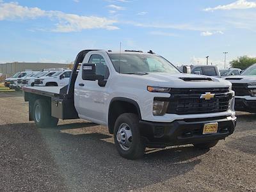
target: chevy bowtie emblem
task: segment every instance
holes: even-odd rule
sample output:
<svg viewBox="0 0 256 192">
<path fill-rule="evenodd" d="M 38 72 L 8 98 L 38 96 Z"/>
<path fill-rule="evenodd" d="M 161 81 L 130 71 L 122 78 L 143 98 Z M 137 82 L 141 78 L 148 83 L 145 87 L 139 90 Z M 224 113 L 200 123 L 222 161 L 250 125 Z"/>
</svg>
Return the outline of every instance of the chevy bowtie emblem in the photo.
<svg viewBox="0 0 256 192">
<path fill-rule="evenodd" d="M 202 94 L 200 99 L 204 99 L 205 100 L 210 100 L 211 99 L 214 97 L 214 93 L 211 93 L 211 92 L 206 92 L 205 94 Z"/>
</svg>

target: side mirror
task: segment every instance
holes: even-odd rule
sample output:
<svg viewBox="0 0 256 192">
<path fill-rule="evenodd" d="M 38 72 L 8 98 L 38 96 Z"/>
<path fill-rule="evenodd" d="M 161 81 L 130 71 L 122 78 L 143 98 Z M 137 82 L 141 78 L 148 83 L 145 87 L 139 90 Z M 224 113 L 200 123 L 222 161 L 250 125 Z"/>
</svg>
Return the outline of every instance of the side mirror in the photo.
<svg viewBox="0 0 256 192">
<path fill-rule="evenodd" d="M 62 74 L 61 76 L 60 76 L 60 79 L 62 79 L 65 78 L 65 75 Z"/>
<path fill-rule="evenodd" d="M 184 74 L 190 74 L 191 72 L 191 68 L 189 66 L 183 66 L 182 72 Z"/>
<path fill-rule="evenodd" d="M 104 81 L 104 77 L 96 74 L 95 64 L 84 63 L 82 65 L 82 79 L 88 81 Z"/>
<path fill-rule="evenodd" d="M 201 75 L 201 73 L 200 71 L 198 70 L 196 70 L 195 72 L 194 72 L 194 74 L 196 74 L 196 75 Z"/>
</svg>

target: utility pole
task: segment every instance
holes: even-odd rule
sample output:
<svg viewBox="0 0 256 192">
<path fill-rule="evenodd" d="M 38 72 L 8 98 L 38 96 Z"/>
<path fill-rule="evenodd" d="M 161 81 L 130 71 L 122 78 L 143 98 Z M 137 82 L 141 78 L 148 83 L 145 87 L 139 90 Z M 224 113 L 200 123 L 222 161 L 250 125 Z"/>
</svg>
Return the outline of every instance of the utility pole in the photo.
────────
= Instructions for the task =
Rewrite every line of the records above as a numbered list, skipping blank lines. Leave the picture out.

= Response to the task =
1. target: chevy bowtie emblem
2. task: segment every instance
3. holes: even-odd rule
4. sample output:
5. <svg viewBox="0 0 256 192">
6. <path fill-rule="evenodd" d="M 38 72 L 8 98 L 38 96 Z"/>
7. <path fill-rule="evenodd" d="M 161 81 L 130 71 L 122 78 L 143 98 Z M 137 82 L 141 78 L 148 83 L 145 87 L 139 90 Z M 224 113 L 200 123 L 222 161 L 250 125 Z"/>
8. </svg>
9. Return the outline of every instance of the chevy bowtie emblem in the photo.
10. <svg viewBox="0 0 256 192">
11. <path fill-rule="evenodd" d="M 202 94 L 200 99 L 204 99 L 205 100 L 210 100 L 211 99 L 214 97 L 214 93 L 211 93 L 211 92 L 206 92 L 205 94 Z"/>
12. </svg>
13. target: side mirror
14. task: segment every instance
15. holes: even-odd rule
16. sample output:
17. <svg viewBox="0 0 256 192">
18. <path fill-rule="evenodd" d="M 38 72 L 8 98 L 38 96 Z"/>
19. <path fill-rule="evenodd" d="M 161 81 L 130 71 L 122 78 L 143 98 Z M 137 82 L 141 78 L 148 83 L 145 87 L 139 90 Z M 224 113 L 200 123 L 222 161 L 250 125 Z"/>
20. </svg>
21. Return the outline of every instance of the side mirror in the photo.
22. <svg viewBox="0 0 256 192">
23. <path fill-rule="evenodd" d="M 62 74 L 61 76 L 60 76 L 60 79 L 62 79 L 65 78 L 65 75 Z"/>
24. <path fill-rule="evenodd" d="M 184 74 L 190 74 L 191 72 L 191 68 L 189 66 L 183 66 L 182 72 Z"/>
25. <path fill-rule="evenodd" d="M 104 81 L 104 77 L 96 74 L 95 64 L 84 63 L 82 65 L 82 79 L 88 81 Z"/>
26. <path fill-rule="evenodd" d="M 201 75 L 201 73 L 200 71 L 198 70 L 196 70 L 195 72 L 194 72 L 194 74 L 196 74 L 196 75 Z"/>
27. </svg>
28. target: utility pole
29. task: segment every instance
30. holes: even-odd rule
31. sample output:
32. <svg viewBox="0 0 256 192">
33. <path fill-rule="evenodd" d="M 38 72 L 8 98 L 38 96 Z"/>
34. <path fill-rule="evenodd" d="M 161 81 L 130 71 L 122 78 L 143 98 Z M 137 82 L 141 78 L 148 83 L 145 87 L 139 90 Z M 224 113 L 200 123 L 222 161 L 250 125 Z"/>
35. </svg>
36. Return the outline of every instance of the utility pole in the photo.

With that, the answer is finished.